What you are asked to do
Starting at the line that contains "Exercise. Tag every instance of the red", copy each line through the end of the listing below. Include both ends and output nothing more.

+ + + +

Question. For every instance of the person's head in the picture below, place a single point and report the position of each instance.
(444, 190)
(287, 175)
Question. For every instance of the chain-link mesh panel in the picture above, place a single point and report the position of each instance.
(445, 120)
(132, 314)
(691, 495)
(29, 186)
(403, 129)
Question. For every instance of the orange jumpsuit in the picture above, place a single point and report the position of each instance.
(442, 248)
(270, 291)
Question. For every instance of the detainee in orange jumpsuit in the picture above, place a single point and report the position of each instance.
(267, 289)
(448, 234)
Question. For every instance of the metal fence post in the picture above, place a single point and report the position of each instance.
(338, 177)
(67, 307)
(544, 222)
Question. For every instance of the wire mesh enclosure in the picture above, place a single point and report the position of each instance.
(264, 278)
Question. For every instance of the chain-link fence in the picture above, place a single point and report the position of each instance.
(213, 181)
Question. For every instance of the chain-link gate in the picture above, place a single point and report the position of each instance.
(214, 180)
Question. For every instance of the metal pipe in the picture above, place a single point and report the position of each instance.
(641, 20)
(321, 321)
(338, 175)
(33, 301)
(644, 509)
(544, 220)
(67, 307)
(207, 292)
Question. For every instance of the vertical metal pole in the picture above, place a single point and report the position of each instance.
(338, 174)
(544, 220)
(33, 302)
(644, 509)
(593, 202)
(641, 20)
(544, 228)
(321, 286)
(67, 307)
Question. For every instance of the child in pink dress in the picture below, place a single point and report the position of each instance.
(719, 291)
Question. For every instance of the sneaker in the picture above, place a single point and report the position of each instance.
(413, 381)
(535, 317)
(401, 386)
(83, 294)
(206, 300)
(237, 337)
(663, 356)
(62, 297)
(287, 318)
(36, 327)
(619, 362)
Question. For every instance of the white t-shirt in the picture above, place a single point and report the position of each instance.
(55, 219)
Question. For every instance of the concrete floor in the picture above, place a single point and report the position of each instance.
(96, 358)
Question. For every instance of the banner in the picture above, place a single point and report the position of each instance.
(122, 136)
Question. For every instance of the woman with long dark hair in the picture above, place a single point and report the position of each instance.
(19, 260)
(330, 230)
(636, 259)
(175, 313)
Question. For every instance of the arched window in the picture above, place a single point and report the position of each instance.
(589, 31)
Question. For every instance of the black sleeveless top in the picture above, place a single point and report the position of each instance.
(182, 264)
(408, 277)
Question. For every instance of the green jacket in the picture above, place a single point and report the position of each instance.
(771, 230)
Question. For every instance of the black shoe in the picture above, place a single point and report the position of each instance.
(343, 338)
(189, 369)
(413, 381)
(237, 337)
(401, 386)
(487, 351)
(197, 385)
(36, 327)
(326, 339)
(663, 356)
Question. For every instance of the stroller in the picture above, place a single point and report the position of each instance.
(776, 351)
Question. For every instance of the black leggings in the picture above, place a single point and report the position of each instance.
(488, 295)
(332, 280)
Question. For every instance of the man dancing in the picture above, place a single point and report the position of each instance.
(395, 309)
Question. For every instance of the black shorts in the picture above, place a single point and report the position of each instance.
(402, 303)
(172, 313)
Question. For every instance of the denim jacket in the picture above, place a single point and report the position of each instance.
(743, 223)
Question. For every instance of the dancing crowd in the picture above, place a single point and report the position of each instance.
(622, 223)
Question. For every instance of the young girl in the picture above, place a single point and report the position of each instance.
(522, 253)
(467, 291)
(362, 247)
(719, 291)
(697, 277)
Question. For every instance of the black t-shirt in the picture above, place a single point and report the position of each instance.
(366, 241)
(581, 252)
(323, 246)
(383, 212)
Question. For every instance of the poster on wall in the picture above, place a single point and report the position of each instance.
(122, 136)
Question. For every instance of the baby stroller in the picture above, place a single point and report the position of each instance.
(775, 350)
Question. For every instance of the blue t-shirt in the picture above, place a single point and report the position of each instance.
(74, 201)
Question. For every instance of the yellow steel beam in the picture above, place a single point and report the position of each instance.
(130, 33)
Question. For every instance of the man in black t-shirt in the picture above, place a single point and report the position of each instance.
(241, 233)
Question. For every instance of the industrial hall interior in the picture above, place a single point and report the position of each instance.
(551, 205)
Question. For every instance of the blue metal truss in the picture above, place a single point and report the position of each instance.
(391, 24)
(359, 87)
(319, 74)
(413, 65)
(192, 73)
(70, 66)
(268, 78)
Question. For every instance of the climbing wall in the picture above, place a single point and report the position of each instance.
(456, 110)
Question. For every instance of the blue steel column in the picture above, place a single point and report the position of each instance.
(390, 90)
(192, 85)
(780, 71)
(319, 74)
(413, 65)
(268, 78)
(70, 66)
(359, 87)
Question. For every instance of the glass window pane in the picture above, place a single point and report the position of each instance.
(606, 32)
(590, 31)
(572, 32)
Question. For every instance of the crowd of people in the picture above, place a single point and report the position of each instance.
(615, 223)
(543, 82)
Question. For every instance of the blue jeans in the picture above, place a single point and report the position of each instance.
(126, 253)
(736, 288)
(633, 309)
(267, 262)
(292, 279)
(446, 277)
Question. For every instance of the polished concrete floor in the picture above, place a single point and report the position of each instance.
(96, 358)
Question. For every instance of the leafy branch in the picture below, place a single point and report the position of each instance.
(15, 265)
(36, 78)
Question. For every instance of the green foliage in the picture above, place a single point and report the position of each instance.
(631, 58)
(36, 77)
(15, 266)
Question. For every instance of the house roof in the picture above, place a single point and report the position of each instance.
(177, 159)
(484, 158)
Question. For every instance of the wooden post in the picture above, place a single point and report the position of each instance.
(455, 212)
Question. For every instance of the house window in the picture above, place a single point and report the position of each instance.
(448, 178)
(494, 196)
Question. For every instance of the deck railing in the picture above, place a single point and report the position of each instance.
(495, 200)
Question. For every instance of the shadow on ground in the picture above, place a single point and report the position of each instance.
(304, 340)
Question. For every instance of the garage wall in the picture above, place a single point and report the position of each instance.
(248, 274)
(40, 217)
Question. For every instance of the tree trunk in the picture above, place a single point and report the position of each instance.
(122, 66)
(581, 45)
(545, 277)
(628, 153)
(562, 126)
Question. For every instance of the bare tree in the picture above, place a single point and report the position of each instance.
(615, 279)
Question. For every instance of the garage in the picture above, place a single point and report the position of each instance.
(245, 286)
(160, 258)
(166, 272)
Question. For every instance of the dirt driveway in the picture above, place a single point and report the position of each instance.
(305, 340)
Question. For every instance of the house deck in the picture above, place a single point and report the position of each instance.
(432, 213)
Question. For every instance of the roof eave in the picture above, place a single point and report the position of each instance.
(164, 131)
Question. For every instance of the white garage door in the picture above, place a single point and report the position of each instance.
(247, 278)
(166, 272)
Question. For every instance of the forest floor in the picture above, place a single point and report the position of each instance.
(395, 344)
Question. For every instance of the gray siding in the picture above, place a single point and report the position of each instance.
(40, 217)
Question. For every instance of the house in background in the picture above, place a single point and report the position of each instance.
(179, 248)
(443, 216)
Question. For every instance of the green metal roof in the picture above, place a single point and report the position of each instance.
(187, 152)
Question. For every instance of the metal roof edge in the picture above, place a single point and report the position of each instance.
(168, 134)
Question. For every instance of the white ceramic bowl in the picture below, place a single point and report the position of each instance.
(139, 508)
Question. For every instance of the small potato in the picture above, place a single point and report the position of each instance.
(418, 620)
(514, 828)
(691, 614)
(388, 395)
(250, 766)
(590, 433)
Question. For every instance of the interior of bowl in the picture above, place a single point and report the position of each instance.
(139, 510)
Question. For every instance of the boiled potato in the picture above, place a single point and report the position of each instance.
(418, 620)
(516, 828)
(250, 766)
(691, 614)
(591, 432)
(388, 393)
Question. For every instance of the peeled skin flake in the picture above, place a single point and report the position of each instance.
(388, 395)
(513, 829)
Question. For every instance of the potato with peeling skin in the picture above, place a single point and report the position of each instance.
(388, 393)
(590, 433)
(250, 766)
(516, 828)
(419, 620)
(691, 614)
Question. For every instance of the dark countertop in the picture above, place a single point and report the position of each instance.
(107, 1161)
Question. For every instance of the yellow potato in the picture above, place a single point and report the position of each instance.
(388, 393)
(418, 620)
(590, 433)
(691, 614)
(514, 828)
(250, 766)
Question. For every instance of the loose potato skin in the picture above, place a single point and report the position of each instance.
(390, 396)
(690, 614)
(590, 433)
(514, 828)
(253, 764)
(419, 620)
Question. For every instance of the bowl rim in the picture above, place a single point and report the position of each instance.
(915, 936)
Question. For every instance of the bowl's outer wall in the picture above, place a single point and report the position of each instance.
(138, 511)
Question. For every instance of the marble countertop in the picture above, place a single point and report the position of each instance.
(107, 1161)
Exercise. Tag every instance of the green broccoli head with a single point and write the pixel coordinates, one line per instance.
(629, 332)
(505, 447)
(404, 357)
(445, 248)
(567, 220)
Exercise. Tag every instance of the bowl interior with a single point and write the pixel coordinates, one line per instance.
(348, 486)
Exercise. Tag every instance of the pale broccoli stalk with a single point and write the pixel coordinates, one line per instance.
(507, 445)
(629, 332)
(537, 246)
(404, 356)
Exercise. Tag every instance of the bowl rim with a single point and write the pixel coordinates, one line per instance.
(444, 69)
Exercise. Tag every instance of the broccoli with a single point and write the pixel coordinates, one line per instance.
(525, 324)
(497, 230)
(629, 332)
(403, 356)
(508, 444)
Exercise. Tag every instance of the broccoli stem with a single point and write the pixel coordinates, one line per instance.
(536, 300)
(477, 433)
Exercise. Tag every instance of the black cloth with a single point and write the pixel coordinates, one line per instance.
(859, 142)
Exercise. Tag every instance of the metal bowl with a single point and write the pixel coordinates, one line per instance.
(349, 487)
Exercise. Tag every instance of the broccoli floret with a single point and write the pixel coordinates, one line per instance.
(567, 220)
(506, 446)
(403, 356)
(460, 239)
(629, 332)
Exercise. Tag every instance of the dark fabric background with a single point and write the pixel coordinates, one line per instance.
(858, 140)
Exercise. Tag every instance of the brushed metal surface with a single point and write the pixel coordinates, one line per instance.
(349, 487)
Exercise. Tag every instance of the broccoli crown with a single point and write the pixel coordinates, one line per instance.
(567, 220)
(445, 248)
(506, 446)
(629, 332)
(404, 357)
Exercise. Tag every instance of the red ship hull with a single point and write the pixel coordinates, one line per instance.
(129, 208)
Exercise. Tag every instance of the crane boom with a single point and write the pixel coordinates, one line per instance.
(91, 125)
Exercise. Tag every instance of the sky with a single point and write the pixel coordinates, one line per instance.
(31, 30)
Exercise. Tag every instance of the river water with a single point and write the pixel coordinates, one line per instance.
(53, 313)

+ + + +

Reply to the exercise
Exercise. Tag every instance of the red ship hull with a single point and write the pixel coordinates, one line per instance.
(129, 208)
Exercise. Tag every instance of the crane boom with a single point and write the pixel coordinates, one line per instance.
(91, 125)
Exercise. Tag every instance of the sky with a single point and write the pixel coordinates, one line per instance.
(31, 30)
Exercise. Tag every instance of the river water with a single point and write the pixel coordinates, one line per instance.
(53, 313)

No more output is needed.